Render every line of the records below as a Markdown table with the columns "Row" and "Line," numbering the rows in order and leaving out blank lines.
####
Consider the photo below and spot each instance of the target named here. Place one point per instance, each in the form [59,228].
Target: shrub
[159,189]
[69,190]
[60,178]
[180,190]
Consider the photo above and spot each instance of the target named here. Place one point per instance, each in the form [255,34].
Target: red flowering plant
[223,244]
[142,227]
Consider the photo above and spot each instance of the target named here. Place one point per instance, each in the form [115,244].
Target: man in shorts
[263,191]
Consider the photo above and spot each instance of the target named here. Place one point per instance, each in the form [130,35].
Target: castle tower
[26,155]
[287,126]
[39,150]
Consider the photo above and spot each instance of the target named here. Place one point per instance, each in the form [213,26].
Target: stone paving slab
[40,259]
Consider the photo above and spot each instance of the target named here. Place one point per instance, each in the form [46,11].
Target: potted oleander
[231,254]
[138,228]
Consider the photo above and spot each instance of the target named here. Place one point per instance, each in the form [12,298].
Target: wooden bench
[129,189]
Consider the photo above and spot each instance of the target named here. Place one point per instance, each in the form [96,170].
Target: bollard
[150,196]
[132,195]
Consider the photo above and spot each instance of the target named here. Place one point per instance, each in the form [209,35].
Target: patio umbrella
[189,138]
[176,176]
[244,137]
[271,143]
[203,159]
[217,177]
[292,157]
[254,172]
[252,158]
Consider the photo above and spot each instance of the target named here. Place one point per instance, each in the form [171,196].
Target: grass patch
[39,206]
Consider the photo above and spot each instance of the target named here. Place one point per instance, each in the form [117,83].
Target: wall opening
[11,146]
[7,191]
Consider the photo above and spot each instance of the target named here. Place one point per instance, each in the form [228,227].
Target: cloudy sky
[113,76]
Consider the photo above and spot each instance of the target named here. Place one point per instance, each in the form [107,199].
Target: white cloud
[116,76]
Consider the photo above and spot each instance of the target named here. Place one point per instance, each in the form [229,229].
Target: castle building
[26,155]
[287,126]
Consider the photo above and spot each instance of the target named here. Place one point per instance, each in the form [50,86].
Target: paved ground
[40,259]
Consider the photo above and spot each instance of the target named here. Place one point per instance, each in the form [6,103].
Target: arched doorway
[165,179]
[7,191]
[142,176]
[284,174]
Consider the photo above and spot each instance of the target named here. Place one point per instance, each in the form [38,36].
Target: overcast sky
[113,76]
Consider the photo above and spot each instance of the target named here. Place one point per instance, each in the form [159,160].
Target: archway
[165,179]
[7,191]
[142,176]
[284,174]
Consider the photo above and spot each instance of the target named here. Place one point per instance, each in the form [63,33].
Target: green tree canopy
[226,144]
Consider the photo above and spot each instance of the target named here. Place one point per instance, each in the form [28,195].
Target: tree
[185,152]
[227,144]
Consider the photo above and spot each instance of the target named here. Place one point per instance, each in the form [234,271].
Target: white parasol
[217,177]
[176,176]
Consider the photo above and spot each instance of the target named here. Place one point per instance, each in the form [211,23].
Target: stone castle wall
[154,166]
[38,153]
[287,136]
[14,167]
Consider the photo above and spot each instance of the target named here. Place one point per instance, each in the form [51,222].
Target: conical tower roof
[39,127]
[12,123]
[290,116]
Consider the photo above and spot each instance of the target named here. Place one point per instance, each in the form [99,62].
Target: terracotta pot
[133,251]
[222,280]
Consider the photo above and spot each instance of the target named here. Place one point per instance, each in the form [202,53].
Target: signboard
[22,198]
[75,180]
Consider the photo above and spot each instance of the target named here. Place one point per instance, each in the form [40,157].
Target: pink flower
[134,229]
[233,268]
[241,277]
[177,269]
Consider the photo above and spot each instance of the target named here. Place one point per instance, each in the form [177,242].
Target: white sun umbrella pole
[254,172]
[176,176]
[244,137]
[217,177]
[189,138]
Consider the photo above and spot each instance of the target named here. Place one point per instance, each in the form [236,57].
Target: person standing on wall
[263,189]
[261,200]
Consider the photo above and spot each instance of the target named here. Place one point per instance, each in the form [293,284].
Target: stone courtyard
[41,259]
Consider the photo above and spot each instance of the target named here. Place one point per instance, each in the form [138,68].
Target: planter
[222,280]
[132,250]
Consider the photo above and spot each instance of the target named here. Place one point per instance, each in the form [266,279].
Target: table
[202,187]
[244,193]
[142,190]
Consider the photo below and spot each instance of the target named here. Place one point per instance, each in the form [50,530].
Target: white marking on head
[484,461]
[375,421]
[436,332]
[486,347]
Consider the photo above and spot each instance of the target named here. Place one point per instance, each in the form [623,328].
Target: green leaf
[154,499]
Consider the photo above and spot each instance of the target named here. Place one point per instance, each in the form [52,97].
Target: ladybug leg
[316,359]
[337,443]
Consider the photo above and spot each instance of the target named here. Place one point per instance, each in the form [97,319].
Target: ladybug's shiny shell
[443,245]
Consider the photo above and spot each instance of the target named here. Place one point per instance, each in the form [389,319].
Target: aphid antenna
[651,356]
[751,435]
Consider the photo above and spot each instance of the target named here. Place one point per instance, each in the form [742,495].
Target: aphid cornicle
####
● Written reply:
| Row | Line |
|---|---|
| 1 | Consider the photo below and spot each instance of the target named here. Place one point per instance, each in the form [59,228]. |
| 2 | Target: shrub |
| 3 | [159,189] |
| 4 | [69,190] |
| 5 | [60,178] |
| 6 | [180,190] |
| 7 | Consider the photo above and spot each instance of the target named here. Place one point per instance, each in the form [255,34]. |
| 8 | Target: red flowering plant |
| 9 | [223,244] |
| 10 | [142,227] |
| 11 | Consider the photo above and spot each instance of the target named here. Place one point per instance, each in the form [115,244]. |
| 12 | Target: man in shorts |
| 13 | [263,191] |
| 14 | Consider the photo above and spot each instance of the target named here. Place one point per instance, each in the form [130,35]. |
| 15 | Target: castle tower |
| 16 | [26,155] |
| 17 | [287,126] |
| 18 | [39,150] |
| 19 | Consider the photo above and spot each instance of the target named here. Place one point per instance, each in the form [213,26]. |
| 20 | Target: stone paving slab |
| 21 | [40,259] |
| 22 | Consider the photo above and spot each instance of the target named here. Place one point per instance, each in the form [46,11]. |
| 23 | Target: potted oleander |
| 24 | [231,254] |
| 25 | [138,228] |
| 26 | Consider the photo above and spot each instance of the target named here. Place one point per instance, each in the form [12,298]. |
| 27 | Target: wooden bench |
| 28 | [129,189] |
| 29 | Consider the photo above and spot each instance of the target named here. Place one point per instance, each in the form [96,170]. |
| 30 | Target: bollard |
| 31 | [150,196] |
| 32 | [132,195] |
| 33 | Consider the photo above and spot each instance of the target named here. Place one point per instance, each in the form [209,35]. |
| 34 | Target: patio umbrella |
| 35 | [189,138] |
| 36 | [176,176] |
| 37 | [244,137] |
| 38 | [271,143] |
| 39 | [203,159] |
| 40 | [217,177] |
| 41 | [292,157] |
| 42 | [254,172] |
| 43 | [252,158] |
| 44 | Consider the photo above and spot each instance of the target named here. Place one point per instance, each in the form [171,196]. |
| 45 | Target: grass patch |
| 46 | [39,206] |
| 47 | Consider the photo above and spot each instance of the target named here. Place one point per instance, each in the form [117,83]. |
| 48 | Target: wall opening |
| 49 | [11,146] |
| 50 | [7,191] |
| 51 | Consider the photo above and spot each instance of the target named here. Place one point per instance, each in the form [228,227]. |
| 52 | Target: cloudy sky |
| 53 | [113,76] |
| 54 | Consider the photo above and spot each instance of the target named here. Place one point per instance, each in the form [107,199]. |
| 55 | Target: white cloud |
| 56 | [116,76] |
| 57 | Consider the photo above and spot each instance of the target named here. Place one point per instance, each in the form [229,229]. |
| 58 | Target: castle building |
| 59 | [26,155] |
| 60 | [287,126] |
| 61 | Consider the photo above and spot each instance of the target named here. Place one point per instance, each in the form [50,86]. |
| 62 | Target: paved ground |
| 63 | [40,259] |
| 64 | Consider the photo above and spot each instance of the target named here. Place one point per instance, each in the form [6,103]. |
| 65 | Target: arched doorway |
| 66 | [165,179] |
| 67 | [7,191] |
| 68 | [142,176] |
| 69 | [284,174] |
| 70 | Consider the photo above and spot each instance of the target named here. Place one point per instance, each in the form [38,36]. |
| 71 | Target: overcast sky |
| 72 | [113,76] |
| 73 | Consider the photo above and spot each instance of the target named here. Place one point per instance, each in the form [159,160]. |
| 74 | Target: archway |
| 75 | [165,179] |
| 76 | [7,191] |
| 77 | [142,176] |
| 78 | [284,174] |
| 79 | Consider the photo above and spot each instance of the target named here. Place one point per instance, each in the form [63,33]. |
| 80 | Target: green tree canopy |
| 81 | [226,144] |
| 82 | Consider the photo above and spot each instance of the target named here. Place one point per instance, each in the form [28,195]. |
| 83 | Target: tree |
| 84 | [185,152] |
| 85 | [227,144] |
| 86 | Consider the photo above and spot each instance of the target named here. Place one point per instance, each in the form [234,271]. |
| 87 | Target: white parasol |
| 88 | [217,177] |
| 89 | [176,176] |
| 90 | Consider the photo above and spot each instance of the target named here. Place one point per instance, each in the form [211,23]. |
| 91 | Target: stone castle wall |
| 92 | [154,166] |
| 93 | [38,153] |
| 94 | [287,136] |
| 95 | [14,167] |
| 96 | Consider the photo above and spot each instance of the target named here. Place one point per instance, each in the form [51,222]. |
| 97 | Target: conical tower roof |
| 98 | [39,127] |
| 99 | [12,123] |
| 100 | [290,116] |
| 101 | Consider the photo above and spot each instance of the target named here. Place one point per instance, each in the form [99,62]. |
| 102 | Target: terracotta pot |
| 103 | [133,251] |
| 104 | [222,280] |
| 105 | Consider the photo above and spot each instance of the target named here. Place one point per instance, each in the form [202,53]. |
| 106 | Target: signboard |
| 107 | [22,198] |
| 108 | [75,180] |
| 109 | Consider the photo above and spot each instance of the target named here. Place one point per instance, each in the form [40,157]. |
| 110 | Target: pink flower |
| 111 | [134,229] |
| 112 | [233,268] |
| 113 | [241,277] |
| 114 | [177,269] |
| 115 | Consider the photo above and spot each instance of the target named here. Place one point per instance, each in the form [177,242]. |
| 116 | Target: white sun umbrella pole |
| 117 | [254,172] |
| 118 | [176,176] |
| 119 | [244,137] |
| 120 | [217,177] |
| 121 | [189,138] |
| 122 | Consider the photo above and spot each instance of the target named here. Place one point per instance, each in the form [236,57]. |
| 123 | Target: person standing on wall |
| 124 | [263,189] |
| 125 | [261,200] |
| 126 | Consider the photo above and spot each instance of the target named here. Place one point per instance, each in the form [293,284]. |
| 127 | Target: stone courtyard |
| 128 | [41,259] |
| 129 | Consider the photo above and spot each instance of the target named here. Place one point per instance, each in the form [138,68]. |
| 130 | Target: planter |
| 131 | [222,280] |
| 132 | [132,250] |
| 133 | Consider the photo above and spot each instance of the target named here. Place one point per instance, each in the form [266,279]. |
| 134 | Target: table |
| 135 | [202,187] |
| 136 | [244,193] |
| 137 | [142,190] |
| 138 | Consider the photo below and spot each instance of the target named here. Place one point per instance, each in the form [50,530]. |
| 139 | Target: white marking on head |
| 140 | [484,461] |
| 141 | [375,421] |
| 142 | [436,332] |
| 143 | [486,347] |
| 144 | Consider the photo above and spot each instance of the target named here. Place one point per instance, each in the form [623,328]. |
| 145 | Target: green leaf |
| 146 | [154,499] |
| 147 | Consider the photo above and spot each instance of the target named here. Place one point per instance, each in the form [52,97]. |
| 148 | Target: ladybug leg |
| 149 | [316,359] |
| 150 | [337,443] |
| 151 | Consider the photo above and spot each instance of the target named here. Place one point per instance, each in the form [97,319]. |
| 152 | Target: ladybug's shiny shell |
| 153 | [443,245] |
| 154 | Consider the photo above and spot each instance of the target named here. Place one point per instance, each in the form [389,319]. |
| 155 | Target: aphid antenna |
| 156 | [651,356] |
| 157 | [751,435] |
| 158 | Consider the photo above and spot each instance of the target named here. Place one point per instance, each in the form [742,495]. |
| 159 | Target: aphid cornicle |